(Records for identifying positions)
----

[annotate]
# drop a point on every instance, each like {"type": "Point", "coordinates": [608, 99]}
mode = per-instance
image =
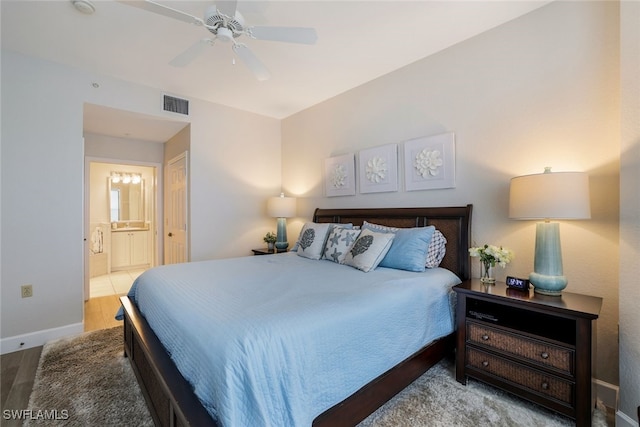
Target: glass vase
{"type": "Point", "coordinates": [487, 272]}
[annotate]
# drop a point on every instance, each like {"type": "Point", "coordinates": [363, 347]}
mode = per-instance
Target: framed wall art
{"type": "Point", "coordinates": [378, 169]}
{"type": "Point", "coordinates": [429, 162]}
{"type": "Point", "coordinates": [339, 173]}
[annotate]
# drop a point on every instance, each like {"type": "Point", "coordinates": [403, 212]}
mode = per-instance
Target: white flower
{"type": "Point", "coordinates": [376, 169]}
{"type": "Point", "coordinates": [338, 176]}
{"type": "Point", "coordinates": [427, 162]}
{"type": "Point", "coordinates": [493, 255]}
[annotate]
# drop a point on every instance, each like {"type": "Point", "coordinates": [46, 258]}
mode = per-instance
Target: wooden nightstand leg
{"type": "Point", "coordinates": [461, 338]}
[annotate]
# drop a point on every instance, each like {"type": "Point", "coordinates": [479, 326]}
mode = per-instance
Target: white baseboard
{"type": "Point", "coordinates": [34, 339]}
{"type": "Point", "coordinates": [623, 420]}
{"type": "Point", "coordinates": [607, 394]}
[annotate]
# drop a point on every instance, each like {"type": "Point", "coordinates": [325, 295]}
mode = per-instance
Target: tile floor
{"type": "Point", "coordinates": [116, 283]}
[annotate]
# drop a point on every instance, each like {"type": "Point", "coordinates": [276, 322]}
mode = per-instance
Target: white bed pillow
{"type": "Point", "coordinates": [311, 240]}
{"type": "Point", "coordinates": [368, 250]}
{"type": "Point", "coordinates": [437, 249]}
{"type": "Point", "coordinates": [338, 244]}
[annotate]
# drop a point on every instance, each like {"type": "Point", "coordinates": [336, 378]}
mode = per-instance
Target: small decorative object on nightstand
{"type": "Point", "coordinates": [536, 346]}
{"type": "Point", "coordinates": [267, 251]}
{"type": "Point", "coordinates": [270, 240]}
{"type": "Point", "coordinates": [282, 208]}
{"type": "Point", "coordinates": [490, 256]}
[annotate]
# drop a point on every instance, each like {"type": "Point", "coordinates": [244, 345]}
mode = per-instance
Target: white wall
{"type": "Point", "coordinates": [235, 167]}
{"type": "Point", "coordinates": [539, 91]}
{"type": "Point", "coordinates": [630, 216]}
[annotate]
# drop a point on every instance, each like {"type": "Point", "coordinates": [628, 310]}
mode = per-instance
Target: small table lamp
{"type": "Point", "coordinates": [562, 195]}
{"type": "Point", "coordinates": [281, 208]}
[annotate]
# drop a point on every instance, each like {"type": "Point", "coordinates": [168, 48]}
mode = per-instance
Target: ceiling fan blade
{"type": "Point", "coordinates": [189, 55]}
{"type": "Point", "coordinates": [252, 62]}
{"type": "Point", "coordinates": [285, 34]}
{"type": "Point", "coordinates": [160, 9]}
{"type": "Point", "coordinates": [227, 7]}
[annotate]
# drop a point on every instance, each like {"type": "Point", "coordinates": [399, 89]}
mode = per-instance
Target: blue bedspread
{"type": "Point", "coordinates": [276, 340]}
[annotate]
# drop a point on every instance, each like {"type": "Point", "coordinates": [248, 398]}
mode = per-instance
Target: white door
{"type": "Point", "coordinates": [176, 247]}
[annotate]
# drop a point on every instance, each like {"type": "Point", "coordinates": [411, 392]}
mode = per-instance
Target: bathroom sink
{"type": "Point", "coordinates": [131, 229]}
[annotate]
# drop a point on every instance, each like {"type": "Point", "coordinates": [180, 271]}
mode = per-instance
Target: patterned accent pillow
{"type": "Point", "coordinates": [349, 225]}
{"type": "Point", "coordinates": [437, 250]}
{"type": "Point", "coordinates": [311, 241]}
{"type": "Point", "coordinates": [409, 249]}
{"type": "Point", "coordinates": [369, 250]}
{"type": "Point", "coordinates": [437, 246]}
{"type": "Point", "coordinates": [338, 244]}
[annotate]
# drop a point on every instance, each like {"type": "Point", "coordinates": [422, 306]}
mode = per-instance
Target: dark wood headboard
{"type": "Point", "coordinates": [453, 222]}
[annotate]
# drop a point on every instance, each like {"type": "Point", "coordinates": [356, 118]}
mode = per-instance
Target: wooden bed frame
{"type": "Point", "coordinates": [170, 397]}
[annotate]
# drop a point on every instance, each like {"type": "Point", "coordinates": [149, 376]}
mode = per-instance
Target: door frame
{"type": "Point", "coordinates": [158, 213]}
{"type": "Point", "coordinates": [183, 155]}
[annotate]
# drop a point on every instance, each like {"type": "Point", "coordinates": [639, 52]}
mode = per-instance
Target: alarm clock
{"type": "Point", "coordinates": [517, 283]}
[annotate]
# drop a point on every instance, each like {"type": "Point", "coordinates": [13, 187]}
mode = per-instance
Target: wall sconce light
{"type": "Point", "coordinates": [282, 208]}
{"type": "Point", "coordinates": [126, 178]}
{"type": "Point", "coordinates": [561, 195]}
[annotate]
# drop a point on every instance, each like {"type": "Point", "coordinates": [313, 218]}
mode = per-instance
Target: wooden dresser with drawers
{"type": "Point", "coordinates": [539, 347]}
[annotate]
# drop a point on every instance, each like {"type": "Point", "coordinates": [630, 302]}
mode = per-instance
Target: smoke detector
{"type": "Point", "coordinates": [84, 6]}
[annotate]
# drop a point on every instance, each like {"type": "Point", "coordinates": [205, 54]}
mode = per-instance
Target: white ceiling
{"type": "Point", "coordinates": [358, 41]}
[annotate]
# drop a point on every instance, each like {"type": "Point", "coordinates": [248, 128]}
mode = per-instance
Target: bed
{"type": "Point", "coordinates": [174, 400]}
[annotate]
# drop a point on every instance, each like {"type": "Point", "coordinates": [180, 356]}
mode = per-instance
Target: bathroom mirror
{"type": "Point", "coordinates": [126, 201]}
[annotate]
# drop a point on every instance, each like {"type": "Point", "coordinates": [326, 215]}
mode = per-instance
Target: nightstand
{"type": "Point", "coordinates": [265, 251]}
{"type": "Point", "coordinates": [538, 347]}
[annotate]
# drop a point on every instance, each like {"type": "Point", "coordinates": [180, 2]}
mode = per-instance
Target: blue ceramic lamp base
{"type": "Point", "coordinates": [548, 278]}
{"type": "Point", "coordinates": [281, 235]}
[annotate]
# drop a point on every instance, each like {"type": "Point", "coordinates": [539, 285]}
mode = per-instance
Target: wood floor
{"type": "Point", "coordinates": [18, 369]}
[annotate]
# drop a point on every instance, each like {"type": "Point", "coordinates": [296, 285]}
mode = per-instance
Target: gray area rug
{"type": "Point", "coordinates": [87, 381]}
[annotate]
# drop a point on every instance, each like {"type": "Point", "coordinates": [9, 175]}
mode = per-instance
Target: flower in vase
{"type": "Point", "coordinates": [493, 255]}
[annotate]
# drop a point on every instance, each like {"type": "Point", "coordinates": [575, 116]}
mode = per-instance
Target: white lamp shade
{"type": "Point", "coordinates": [550, 195]}
{"type": "Point", "coordinates": [281, 207]}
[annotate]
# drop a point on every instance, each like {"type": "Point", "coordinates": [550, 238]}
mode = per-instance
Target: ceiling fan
{"type": "Point", "coordinates": [227, 24]}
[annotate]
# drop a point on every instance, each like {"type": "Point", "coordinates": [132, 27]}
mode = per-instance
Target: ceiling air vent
{"type": "Point", "coordinates": [175, 105]}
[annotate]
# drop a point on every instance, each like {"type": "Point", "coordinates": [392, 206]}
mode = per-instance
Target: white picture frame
{"type": "Point", "coordinates": [378, 169]}
{"type": "Point", "coordinates": [429, 162]}
{"type": "Point", "coordinates": [339, 175]}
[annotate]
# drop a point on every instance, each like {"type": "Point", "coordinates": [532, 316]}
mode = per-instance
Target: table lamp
{"type": "Point", "coordinates": [282, 208]}
{"type": "Point", "coordinates": [546, 196]}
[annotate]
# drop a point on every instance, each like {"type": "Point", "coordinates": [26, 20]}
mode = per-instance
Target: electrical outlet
{"type": "Point", "coordinates": [27, 291]}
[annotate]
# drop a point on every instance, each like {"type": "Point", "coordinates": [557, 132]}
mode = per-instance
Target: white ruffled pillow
{"type": "Point", "coordinates": [437, 249]}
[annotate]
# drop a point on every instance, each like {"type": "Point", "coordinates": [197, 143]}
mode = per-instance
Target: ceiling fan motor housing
{"type": "Point", "coordinates": [224, 27]}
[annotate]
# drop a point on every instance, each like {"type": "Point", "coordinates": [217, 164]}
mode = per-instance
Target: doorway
{"type": "Point", "coordinates": [122, 220]}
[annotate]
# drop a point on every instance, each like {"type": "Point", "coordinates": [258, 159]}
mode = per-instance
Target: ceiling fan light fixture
{"type": "Point", "coordinates": [84, 6]}
{"type": "Point", "coordinates": [225, 34]}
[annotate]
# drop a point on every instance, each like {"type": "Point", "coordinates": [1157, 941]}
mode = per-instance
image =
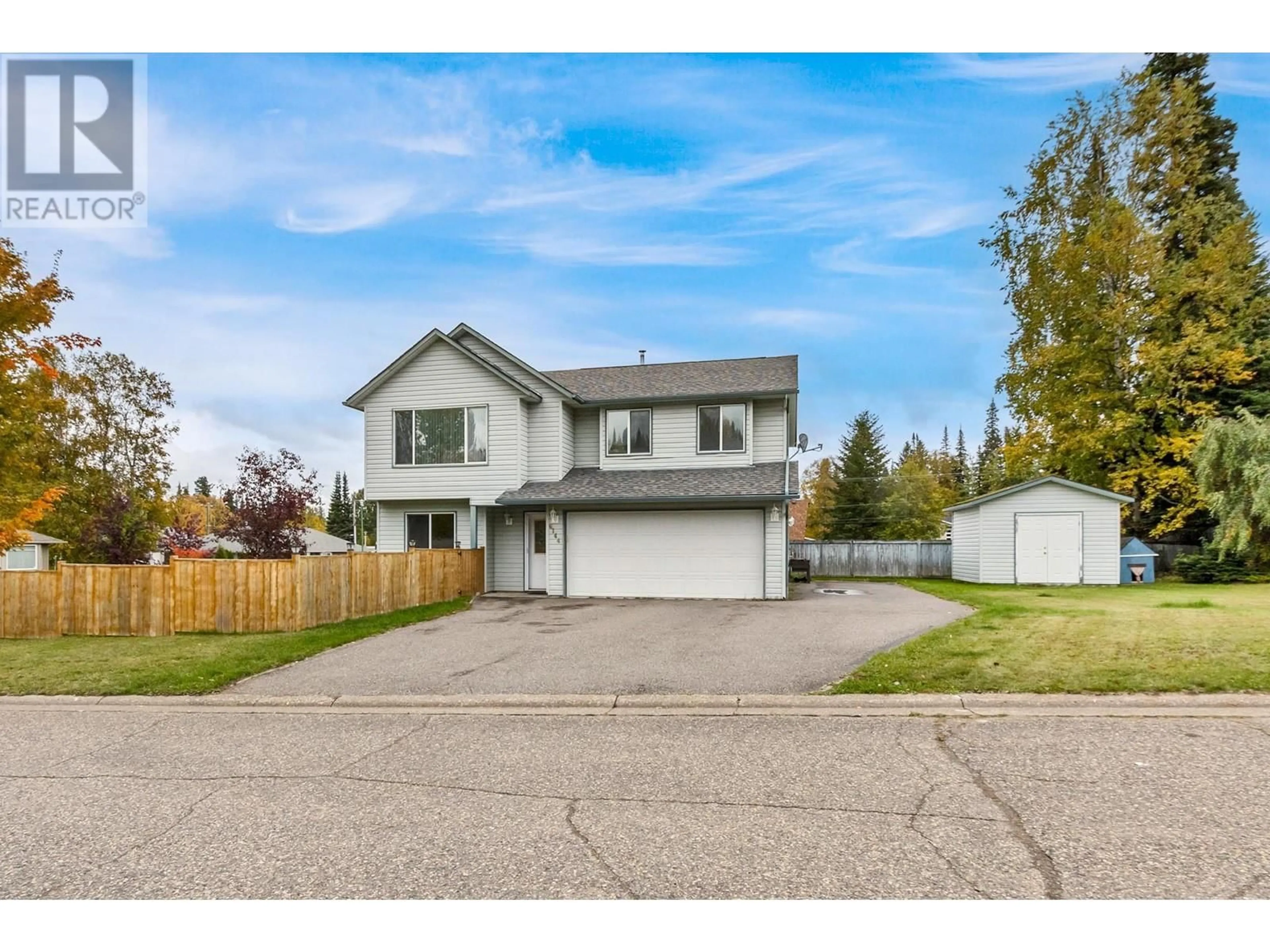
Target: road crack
{"type": "Point", "coordinates": [572, 823]}
{"type": "Point", "coordinates": [1042, 861]}
{"type": "Point", "coordinates": [494, 791]}
{"type": "Point", "coordinates": [919, 812]}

----

> [Do this] Collect every line of the records above that contains the word "flower", and copy each of those lines in full.

> [Answer in full]
Target: white flower
Target: flower in vase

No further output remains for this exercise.